● **Quelldokument**
Kinder leiden meist nicht unter ihrer Gendervarianz, sondern unter Ausschluss und Isolation

Der Fall zeigt exemplarisch die Belastungen, unter denen gendervariante Kinder leiden, und auch, woran das System krankt. Grund für die psychischen Probleme dieser Kinder ist oftmals nicht Gendervarianz, sondern die Akzeptanzverweigerung, der Ausschluss, die kommunikative Isolation. Die Befunde, die wir zum Thema der psychischen Gesundheit dieser Kinder haben, zeigen das typische Muster an gesundheitlichen Konsequenzen massiver sozialer Ausgrenzung:

- Diese Kinder sind erheblich depressionsgefährdet und auch in einem hohen Ausmaß suizidgefährdet. Eine depressive Erkrankung hat erhebliche Auswirkungen hinsichtlich Ausbildungsgang, soziale Integration und Selbstbild.

- Sehr viele gendervariante Kinder und Jugendliche wenden irgendwann Strategien an, um die emotionale Not zu dämpfen. Sie entwickeln Essstörungen, Substanzmissbrauch, selbstverletzendes Verhalten. Sie können nicht zum Sport gehen.

- Manche dieser Kinder agieren ihre Not in Form von aggressivem Verhalten aus und schwächen damit in einer Teufelskreisdynamik ihre soziale Position. 

- Die Kinder sind auf einer andauernden Suche nach einem respektvollen Umfeld isoliert und vulnerabel. Sie sind damit gefährdet, ihre Sehnsucht auf Akzeptanz auch auf gewalttätige Erwachsene zu richten. Insofern sind gendervariante Kinder von einem relativ hohen Ausmaß an sexualisierter Gewalt betroffen.

- Die Ursachensuche führt oft zu einer Beschämung der Eltern, die sich manches Mal an den Korrekturversuchen an ihrem Kind beteiligen, was die Beziehung nachhaltig beeinträchtigt.

Der Unterstützungsbedarf für gendervariante Kinder und Jugendliche sowie deren Bezugspersonen ist offensichtlich. Als Aktivist_in bin ich oftmals empört darüber, wie resistent sich Bildungsinstitutionen und deren Steuerungsinstanzen gegenüber dem Thema erweisen.

Erkrankungen sind für die Gesellschaft teurer als Prävention

Als Versorgungsforscher_in weiss ich, dass die Entscheidungen, das Thema von der Agenda zu nehmen, langfristig zu einer Verarmung an Perspektiven für eine Vielzahl von Menschen führt und absehbar sehr teuer werden wird. Die Behandlung einer depressiven Erkrankung kostet die gesamte Gesellschaft viel mehr als die Prävention.

Als Psychotherapeut_in bin ich betroffen angesichts von Haltungen, die immer noch bei Fachkolleg_innen zum Thema anzutreffen sind: das müsse man doch gar nicht ansprechen, das wüchse sich doch aus, man müsse diese Kinder am besten andauernd mit ihrem Zuweisungsgeschlecht konfrontieren, es im Zuweisungsgeschlecht ansprechen, ihm entsprechendes Spielzeug geben, man solle sich doch abstinent hinsichtlich Hormonblockern und geschlechtsangleichenden Maßnahmen verhalten etc.

● **Datenauszüge**
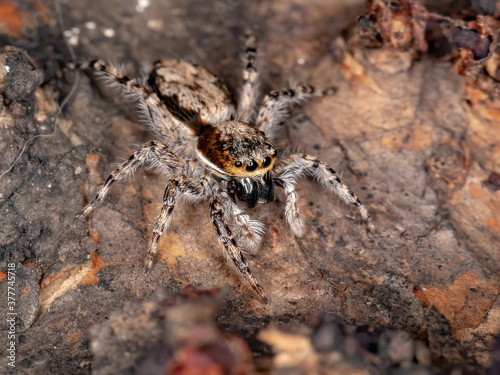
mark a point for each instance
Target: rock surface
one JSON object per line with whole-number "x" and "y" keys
{"x": 414, "y": 139}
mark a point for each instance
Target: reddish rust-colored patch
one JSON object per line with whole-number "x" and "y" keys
{"x": 94, "y": 236}
{"x": 97, "y": 263}
{"x": 46, "y": 281}
{"x": 465, "y": 303}
{"x": 494, "y": 224}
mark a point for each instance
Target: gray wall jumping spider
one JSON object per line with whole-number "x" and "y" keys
{"x": 216, "y": 153}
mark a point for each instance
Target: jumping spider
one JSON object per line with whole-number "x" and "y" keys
{"x": 213, "y": 152}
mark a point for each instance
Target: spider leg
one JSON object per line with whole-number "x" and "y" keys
{"x": 291, "y": 169}
{"x": 153, "y": 150}
{"x": 292, "y": 208}
{"x": 250, "y": 75}
{"x": 152, "y": 106}
{"x": 226, "y": 238}
{"x": 275, "y": 105}
{"x": 249, "y": 232}
{"x": 188, "y": 188}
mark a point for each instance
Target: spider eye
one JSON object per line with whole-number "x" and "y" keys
{"x": 252, "y": 166}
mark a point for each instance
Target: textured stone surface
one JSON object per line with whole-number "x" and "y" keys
{"x": 403, "y": 137}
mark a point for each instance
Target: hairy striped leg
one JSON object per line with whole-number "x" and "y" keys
{"x": 187, "y": 188}
{"x": 152, "y": 106}
{"x": 154, "y": 152}
{"x": 291, "y": 169}
{"x": 246, "y": 103}
{"x": 225, "y": 237}
{"x": 249, "y": 232}
{"x": 292, "y": 208}
{"x": 275, "y": 106}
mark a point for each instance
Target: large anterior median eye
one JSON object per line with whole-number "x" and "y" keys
{"x": 252, "y": 166}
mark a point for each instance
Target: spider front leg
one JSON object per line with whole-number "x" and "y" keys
{"x": 250, "y": 75}
{"x": 248, "y": 231}
{"x": 275, "y": 106}
{"x": 153, "y": 150}
{"x": 226, "y": 238}
{"x": 189, "y": 188}
{"x": 291, "y": 169}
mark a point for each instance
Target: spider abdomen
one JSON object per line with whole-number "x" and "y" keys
{"x": 193, "y": 95}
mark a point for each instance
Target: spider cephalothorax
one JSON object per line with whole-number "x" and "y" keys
{"x": 234, "y": 150}
{"x": 215, "y": 153}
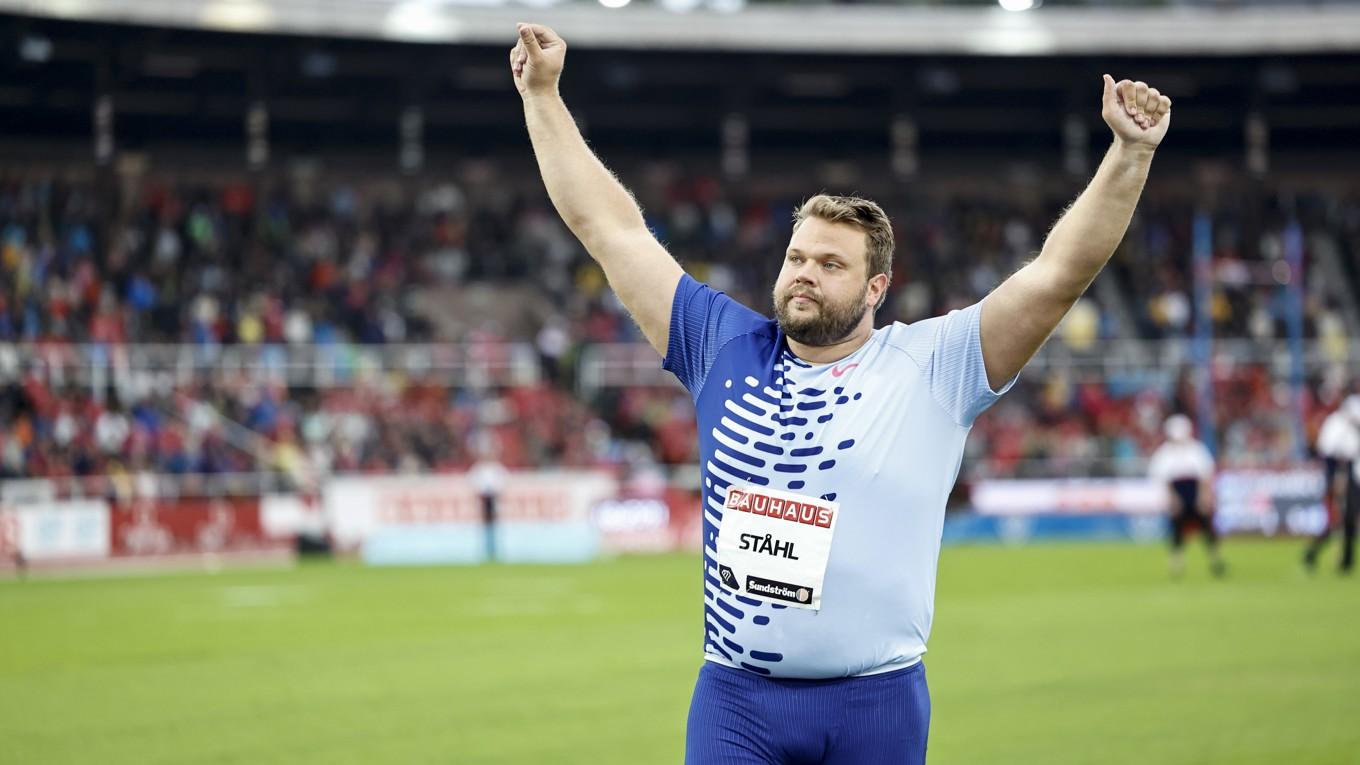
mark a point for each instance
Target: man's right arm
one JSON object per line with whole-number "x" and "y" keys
{"x": 590, "y": 200}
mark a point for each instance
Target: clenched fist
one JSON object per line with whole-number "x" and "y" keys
{"x": 1137, "y": 113}
{"x": 537, "y": 59}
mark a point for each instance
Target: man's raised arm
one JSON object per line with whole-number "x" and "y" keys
{"x": 1020, "y": 315}
{"x": 590, "y": 200}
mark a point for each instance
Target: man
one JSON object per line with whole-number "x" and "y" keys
{"x": 1186, "y": 467}
{"x": 827, "y": 447}
{"x": 1338, "y": 445}
{"x": 488, "y": 478}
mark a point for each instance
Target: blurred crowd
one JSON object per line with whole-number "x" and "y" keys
{"x": 385, "y": 262}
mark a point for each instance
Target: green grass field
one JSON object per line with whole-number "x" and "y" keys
{"x": 1046, "y": 655}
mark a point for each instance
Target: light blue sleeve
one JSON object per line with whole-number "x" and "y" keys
{"x": 702, "y": 320}
{"x": 958, "y": 372}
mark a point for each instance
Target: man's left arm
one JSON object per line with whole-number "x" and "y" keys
{"x": 1020, "y": 315}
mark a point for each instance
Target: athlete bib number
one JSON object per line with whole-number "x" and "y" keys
{"x": 774, "y": 545}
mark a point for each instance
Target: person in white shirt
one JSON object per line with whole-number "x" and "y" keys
{"x": 1338, "y": 445}
{"x": 488, "y": 478}
{"x": 1186, "y": 467}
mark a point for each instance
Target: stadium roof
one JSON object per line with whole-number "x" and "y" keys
{"x": 774, "y": 27}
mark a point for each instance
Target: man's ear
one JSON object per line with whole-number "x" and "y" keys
{"x": 879, "y": 281}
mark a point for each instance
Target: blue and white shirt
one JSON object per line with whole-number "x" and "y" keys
{"x": 880, "y": 432}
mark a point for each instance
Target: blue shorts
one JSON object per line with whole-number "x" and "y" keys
{"x": 741, "y": 718}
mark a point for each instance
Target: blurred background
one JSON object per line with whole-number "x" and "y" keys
{"x": 279, "y": 281}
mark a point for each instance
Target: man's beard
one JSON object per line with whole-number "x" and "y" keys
{"x": 828, "y": 326}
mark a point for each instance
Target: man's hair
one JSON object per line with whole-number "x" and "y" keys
{"x": 862, "y": 214}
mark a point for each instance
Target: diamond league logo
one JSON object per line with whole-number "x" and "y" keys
{"x": 729, "y": 577}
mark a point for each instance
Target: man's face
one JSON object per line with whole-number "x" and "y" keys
{"x": 823, "y": 291}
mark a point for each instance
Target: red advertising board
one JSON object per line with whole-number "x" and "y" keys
{"x": 158, "y": 527}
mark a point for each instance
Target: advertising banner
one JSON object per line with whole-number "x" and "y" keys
{"x": 543, "y": 516}
{"x": 1069, "y": 496}
{"x": 158, "y": 527}
{"x": 56, "y": 530}
{"x": 1270, "y": 502}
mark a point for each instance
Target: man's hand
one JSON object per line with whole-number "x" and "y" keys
{"x": 1137, "y": 113}
{"x": 536, "y": 60}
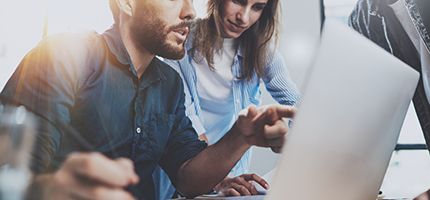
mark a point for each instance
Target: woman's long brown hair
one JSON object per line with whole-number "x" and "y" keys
{"x": 255, "y": 41}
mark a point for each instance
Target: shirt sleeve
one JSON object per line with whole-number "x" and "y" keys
{"x": 45, "y": 87}
{"x": 190, "y": 109}
{"x": 278, "y": 82}
{"x": 183, "y": 143}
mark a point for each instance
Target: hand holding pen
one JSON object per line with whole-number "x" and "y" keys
{"x": 86, "y": 176}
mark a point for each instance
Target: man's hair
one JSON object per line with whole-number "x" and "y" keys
{"x": 255, "y": 41}
{"x": 115, "y": 10}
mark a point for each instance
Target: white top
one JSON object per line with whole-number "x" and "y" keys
{"x": 402, "y": 14}
{"x": 215, "y": 92}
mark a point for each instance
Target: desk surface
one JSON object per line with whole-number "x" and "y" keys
{"x": 258, "y": 197}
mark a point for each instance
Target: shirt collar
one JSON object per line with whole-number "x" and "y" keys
{"x": 116, "y": 46}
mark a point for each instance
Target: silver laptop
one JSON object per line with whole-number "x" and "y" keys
{"x": 348, "y": 122}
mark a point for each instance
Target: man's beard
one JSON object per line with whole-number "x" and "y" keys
{"x": 151, "y": 34}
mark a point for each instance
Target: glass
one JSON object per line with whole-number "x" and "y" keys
{"x": 16, "y": 143}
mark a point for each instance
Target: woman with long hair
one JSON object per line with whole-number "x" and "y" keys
{"x": 228, "y": 54}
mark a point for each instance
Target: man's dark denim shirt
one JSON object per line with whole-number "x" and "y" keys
{"x": 89, "y": 82}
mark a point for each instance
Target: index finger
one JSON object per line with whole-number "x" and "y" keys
{"x": 284, "y": 111}
{"x": 96, "y": 167}
{"x": 256, "y": 178}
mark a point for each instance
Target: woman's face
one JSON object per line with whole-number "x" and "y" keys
{"x": 239, "y": 15}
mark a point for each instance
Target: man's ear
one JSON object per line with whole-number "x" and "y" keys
{"x": 126, "y": 6}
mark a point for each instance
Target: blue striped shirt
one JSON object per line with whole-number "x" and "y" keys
{"x": 245, "y": 93}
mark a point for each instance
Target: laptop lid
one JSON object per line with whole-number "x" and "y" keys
{"x": 348, "y": 122}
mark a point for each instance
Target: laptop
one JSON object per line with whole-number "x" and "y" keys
{"x": 348, "y": 122}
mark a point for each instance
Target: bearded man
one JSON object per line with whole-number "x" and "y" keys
{"x": 128, "y": 106}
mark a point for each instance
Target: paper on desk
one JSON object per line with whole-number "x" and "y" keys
{"x": 268, "y": 177}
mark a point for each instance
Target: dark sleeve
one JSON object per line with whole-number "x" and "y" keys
{"x": 44, "y": 85}
{"x": 183, "y": 143}
{"x": 369, "y": 19}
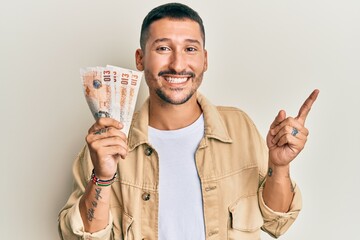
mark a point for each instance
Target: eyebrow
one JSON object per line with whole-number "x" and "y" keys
{"x": 189, "y": 40}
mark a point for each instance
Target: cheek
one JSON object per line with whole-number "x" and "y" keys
{"x": 154, "y": 63}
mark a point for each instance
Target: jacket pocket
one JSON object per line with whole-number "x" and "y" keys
{"x": 245, "y": 219}
{"x": 126, "y": 223}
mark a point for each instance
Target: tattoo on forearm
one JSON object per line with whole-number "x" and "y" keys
{"x": 91, "y": 211}
{"x": 97, "y": 193}
{"x": 90, "y": 214}
{"x": 292, "y": 188}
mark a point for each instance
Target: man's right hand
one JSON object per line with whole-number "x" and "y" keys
{"x": 107, "y": 143}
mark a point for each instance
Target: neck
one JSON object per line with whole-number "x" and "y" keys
{"x": 166, "y": 116}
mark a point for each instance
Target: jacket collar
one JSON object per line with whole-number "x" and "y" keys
{"x": 214, "y": 125}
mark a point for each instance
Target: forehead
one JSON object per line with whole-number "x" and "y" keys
{"x": 174, "y": 30}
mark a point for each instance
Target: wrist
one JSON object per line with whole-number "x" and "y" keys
{"x": 278, "y": 171}
{"x": 102, "y": 182}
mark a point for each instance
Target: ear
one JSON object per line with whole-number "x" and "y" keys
{"x": 139, "y": 59}
{"x": 205, "y": 61}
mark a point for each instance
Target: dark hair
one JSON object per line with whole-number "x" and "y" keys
{"x": 172, "y": 11}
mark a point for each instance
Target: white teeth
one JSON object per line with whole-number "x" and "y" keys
{"x": 175, "y": 80}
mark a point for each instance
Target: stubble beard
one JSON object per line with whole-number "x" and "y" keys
{"x": 170, "y": 100}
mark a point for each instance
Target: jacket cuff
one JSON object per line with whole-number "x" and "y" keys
{"x": 77, "y": 225}
{"x": 277, "y": 223}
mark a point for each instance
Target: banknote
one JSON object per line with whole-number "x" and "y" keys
{"x": 111, "y": 91}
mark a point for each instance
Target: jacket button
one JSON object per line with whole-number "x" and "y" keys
{"x": 148, "y": 151}
{"x": 146, "y": 196}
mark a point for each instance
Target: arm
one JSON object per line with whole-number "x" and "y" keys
{"x": 106, "y": 145}
{"x": 285, "y": 140}
{"x": 86, "y": 213}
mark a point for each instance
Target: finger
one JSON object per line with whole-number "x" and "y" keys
{"x": 278, "y": 119}
{"x": 105, "y": 133}
{"x": 100, "y": 146}
{"x": 113, "y": 151}
{"x": 287, "y": 133}
{"x": 105, "y": 123}
{"x": 306, "y": 107}
{"x": 290, "y": 123}
{"x": 106, "y": 142}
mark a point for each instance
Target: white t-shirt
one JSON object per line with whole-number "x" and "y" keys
{"x": 181, "y": 215}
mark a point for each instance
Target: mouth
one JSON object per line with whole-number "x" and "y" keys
{"x": 176, "y": 80}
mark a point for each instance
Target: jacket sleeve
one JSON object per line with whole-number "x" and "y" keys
{"x": 277, "y": 223}
{"x": 69, "y": 222}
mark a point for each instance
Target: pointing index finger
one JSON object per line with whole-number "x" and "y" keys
{"x": 306, "y": 107}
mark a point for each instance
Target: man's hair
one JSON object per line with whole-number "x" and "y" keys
{"x": 175, "y": 11}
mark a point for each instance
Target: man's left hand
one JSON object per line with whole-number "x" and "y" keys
{"x": 287, "y": 135}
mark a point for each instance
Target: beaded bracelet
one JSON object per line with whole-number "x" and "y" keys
{"x": 102, "y": 183}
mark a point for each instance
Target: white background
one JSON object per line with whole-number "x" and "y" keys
{"x": 263, "y": 56}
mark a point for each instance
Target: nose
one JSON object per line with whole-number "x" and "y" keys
{"x": 177, "y": 62}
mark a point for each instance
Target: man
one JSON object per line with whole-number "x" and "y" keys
{"x": 187, "y": 169}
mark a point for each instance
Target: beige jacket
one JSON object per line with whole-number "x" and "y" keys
{"x": 231, "y": 161}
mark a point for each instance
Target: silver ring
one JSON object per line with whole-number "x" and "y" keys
{"x": 294, "y": 132}
{"x": 100, "y": 131}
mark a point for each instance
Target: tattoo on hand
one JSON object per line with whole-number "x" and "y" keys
{"x": 90, "y": 214}
{"x": 91, "y": 211}
{"x": 97, "y": 194}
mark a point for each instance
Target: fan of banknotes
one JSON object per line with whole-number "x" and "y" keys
{"x": 111, "y": 92}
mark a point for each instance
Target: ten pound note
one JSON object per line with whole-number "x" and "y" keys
{"x": 111, "y": 92}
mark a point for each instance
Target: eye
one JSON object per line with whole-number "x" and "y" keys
{"x": 162, "y": 49}
{"x": 191, "y": 49}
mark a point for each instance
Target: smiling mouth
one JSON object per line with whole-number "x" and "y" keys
{"x": 176, "y": 79}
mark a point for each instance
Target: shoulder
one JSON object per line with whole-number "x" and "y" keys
{"x": 233, "y": 115}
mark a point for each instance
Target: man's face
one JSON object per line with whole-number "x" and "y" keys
{"x": 174, "y": 60}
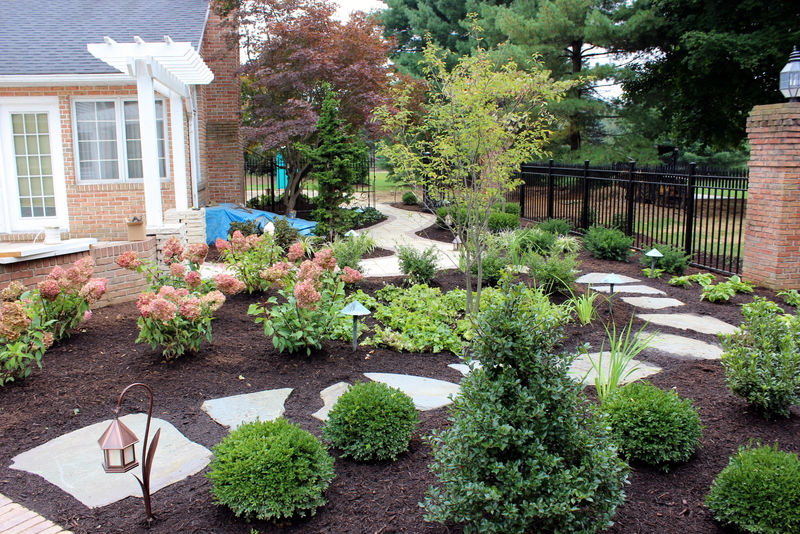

● **Aufgabe A**
Was kostet laut dem Quelldokument die gesamte Gesellschaft viel mehr als die Prävention?
● **Aufgabe B**
Schreiben Sie bitte aus dem Quelldokument den Abschnitt ab, der mit „- Manche dieser Kinder“ beginnt und bis „ihre soziale Position.“ reicht.
Die Datensätze stehen in keinem Zusammenhang mit dem Quelldokument.

● **Erwartete Ausgabe A**
Die Behandlung einer depressiven Erkrankung.

● **Erwartete Ausgabe B**
- Manche dieser Kinder agieren ihre Not in Form von aggressivem Verhalten aus und schwächen damit in einer Teufelskreisdynamik ihre soziale Position.